What to produce: Reproduce the material from its beginning down to the line containing "Please outline every instance of the worker", replacing "white hard hat" with "yellow hard hat" and leaving everything else unchanged.

Shape annotation entries:
┌────────

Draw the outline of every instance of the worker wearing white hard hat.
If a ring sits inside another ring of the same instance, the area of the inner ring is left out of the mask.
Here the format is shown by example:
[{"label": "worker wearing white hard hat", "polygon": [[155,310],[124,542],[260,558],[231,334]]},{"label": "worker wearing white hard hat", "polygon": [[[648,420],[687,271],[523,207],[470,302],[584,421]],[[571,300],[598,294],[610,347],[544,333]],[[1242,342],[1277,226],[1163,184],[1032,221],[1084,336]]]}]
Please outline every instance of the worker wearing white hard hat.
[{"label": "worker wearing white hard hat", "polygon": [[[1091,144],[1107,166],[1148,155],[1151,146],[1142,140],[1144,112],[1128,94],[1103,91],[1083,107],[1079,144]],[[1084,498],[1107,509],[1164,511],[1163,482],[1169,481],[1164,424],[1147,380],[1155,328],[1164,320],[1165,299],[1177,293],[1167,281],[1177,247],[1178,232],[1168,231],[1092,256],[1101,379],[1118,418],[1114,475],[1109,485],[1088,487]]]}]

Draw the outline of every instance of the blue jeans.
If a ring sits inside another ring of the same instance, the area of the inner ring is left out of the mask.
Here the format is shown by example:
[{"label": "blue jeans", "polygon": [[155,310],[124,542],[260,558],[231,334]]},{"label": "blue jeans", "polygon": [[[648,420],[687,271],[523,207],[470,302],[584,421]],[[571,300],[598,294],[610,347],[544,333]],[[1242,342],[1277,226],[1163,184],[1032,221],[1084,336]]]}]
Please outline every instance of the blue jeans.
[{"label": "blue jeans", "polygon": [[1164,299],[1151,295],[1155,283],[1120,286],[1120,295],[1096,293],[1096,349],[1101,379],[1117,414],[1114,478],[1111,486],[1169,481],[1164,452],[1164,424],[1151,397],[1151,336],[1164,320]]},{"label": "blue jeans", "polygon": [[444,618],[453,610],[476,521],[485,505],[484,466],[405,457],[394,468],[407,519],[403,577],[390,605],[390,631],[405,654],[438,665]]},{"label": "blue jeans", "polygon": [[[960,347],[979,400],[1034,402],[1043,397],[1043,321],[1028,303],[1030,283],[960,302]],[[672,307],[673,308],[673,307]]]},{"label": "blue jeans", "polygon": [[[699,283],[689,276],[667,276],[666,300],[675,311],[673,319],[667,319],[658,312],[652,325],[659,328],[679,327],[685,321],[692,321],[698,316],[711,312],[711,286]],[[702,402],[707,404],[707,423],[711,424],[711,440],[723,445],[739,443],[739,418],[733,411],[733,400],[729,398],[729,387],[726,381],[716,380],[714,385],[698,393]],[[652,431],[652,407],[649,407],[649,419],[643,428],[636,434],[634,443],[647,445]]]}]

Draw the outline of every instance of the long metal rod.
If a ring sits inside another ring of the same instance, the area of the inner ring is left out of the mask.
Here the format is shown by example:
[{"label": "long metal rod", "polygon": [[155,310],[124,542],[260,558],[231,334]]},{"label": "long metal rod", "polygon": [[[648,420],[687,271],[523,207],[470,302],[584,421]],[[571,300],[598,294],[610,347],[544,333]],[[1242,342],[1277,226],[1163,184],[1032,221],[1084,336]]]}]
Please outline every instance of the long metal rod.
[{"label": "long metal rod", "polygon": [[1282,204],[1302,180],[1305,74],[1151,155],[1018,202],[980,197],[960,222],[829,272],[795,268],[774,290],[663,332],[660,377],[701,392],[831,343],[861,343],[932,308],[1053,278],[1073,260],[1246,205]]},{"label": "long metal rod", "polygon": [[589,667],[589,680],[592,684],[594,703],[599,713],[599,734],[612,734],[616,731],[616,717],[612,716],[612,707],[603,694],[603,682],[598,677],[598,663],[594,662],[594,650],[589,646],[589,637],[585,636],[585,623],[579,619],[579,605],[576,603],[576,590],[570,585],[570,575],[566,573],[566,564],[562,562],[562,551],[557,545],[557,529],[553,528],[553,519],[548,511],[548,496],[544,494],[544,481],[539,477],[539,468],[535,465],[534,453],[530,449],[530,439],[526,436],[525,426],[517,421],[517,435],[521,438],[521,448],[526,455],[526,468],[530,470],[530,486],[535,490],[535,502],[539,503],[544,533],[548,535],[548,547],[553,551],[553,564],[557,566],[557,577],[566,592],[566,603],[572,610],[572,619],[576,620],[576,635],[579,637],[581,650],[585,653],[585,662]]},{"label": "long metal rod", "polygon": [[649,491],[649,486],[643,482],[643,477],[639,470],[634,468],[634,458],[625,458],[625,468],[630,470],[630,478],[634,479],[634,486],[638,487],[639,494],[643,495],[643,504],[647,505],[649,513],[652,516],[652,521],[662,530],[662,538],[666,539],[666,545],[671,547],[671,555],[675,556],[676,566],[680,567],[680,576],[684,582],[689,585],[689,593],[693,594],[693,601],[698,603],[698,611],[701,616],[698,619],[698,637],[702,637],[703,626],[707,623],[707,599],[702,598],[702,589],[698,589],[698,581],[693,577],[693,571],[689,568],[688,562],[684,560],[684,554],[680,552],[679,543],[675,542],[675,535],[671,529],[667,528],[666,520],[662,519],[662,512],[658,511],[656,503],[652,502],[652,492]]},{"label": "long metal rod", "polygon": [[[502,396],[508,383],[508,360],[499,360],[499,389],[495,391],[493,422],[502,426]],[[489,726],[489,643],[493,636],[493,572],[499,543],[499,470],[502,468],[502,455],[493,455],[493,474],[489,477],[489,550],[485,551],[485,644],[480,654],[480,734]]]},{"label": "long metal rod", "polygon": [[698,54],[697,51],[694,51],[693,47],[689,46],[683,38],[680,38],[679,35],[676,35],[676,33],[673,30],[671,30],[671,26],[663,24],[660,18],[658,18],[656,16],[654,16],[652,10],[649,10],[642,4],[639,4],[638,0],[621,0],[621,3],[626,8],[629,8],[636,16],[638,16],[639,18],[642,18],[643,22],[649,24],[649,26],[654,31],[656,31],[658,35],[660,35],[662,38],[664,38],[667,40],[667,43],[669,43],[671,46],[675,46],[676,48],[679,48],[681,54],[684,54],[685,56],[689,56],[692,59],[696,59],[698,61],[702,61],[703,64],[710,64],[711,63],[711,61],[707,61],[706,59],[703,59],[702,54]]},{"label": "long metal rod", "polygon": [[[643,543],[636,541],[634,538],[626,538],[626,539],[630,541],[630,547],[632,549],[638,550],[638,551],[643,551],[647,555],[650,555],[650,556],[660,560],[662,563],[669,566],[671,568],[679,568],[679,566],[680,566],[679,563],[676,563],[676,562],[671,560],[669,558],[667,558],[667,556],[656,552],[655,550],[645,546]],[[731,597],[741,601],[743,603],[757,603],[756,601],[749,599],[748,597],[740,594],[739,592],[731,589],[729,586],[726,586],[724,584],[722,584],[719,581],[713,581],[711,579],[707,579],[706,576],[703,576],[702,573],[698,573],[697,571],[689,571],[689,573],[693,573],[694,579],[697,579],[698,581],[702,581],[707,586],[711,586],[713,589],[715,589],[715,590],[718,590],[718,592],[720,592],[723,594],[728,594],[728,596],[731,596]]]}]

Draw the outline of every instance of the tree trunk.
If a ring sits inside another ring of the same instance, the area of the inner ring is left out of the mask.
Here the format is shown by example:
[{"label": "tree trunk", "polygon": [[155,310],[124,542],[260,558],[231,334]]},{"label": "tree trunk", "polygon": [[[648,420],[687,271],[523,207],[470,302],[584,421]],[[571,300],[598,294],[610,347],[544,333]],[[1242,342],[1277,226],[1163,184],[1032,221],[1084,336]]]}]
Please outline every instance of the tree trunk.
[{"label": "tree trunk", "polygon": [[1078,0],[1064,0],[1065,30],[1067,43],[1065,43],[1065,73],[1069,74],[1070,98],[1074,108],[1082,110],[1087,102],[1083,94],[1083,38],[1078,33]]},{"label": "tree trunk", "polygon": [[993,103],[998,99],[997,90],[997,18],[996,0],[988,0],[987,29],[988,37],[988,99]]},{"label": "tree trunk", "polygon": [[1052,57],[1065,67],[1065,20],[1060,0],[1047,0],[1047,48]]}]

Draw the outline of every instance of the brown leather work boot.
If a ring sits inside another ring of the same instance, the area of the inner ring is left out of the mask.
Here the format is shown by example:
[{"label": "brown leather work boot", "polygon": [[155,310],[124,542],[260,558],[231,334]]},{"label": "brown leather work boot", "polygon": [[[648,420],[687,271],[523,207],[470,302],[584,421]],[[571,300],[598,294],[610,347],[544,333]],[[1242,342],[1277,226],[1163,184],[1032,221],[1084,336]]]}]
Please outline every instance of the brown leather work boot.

└────────

Output for this task:
Draw the outline of every instance of the worker wearing yellow hard hat.
If a ring sits inside another ring of the same instance, the area of the inner ring is left out of the mask.
Here the format is shown by example:
[{"label": "worker wearing yellow hard hat", "polygon": [[155,310],[124,542],[260,558],[231,334]]},{"label": "worker wearing yellow hard hat", "polygon": [[[648,420],[687,271],[523,207],[470,302],[584,421]],[[571,300],[598,294],[610,347],[544,333]],[[1242,342],[1277,226],[1163,184],[1032,221],[1084,336]]]}]
Please outline every instance of the worker wearing yellow hard hat.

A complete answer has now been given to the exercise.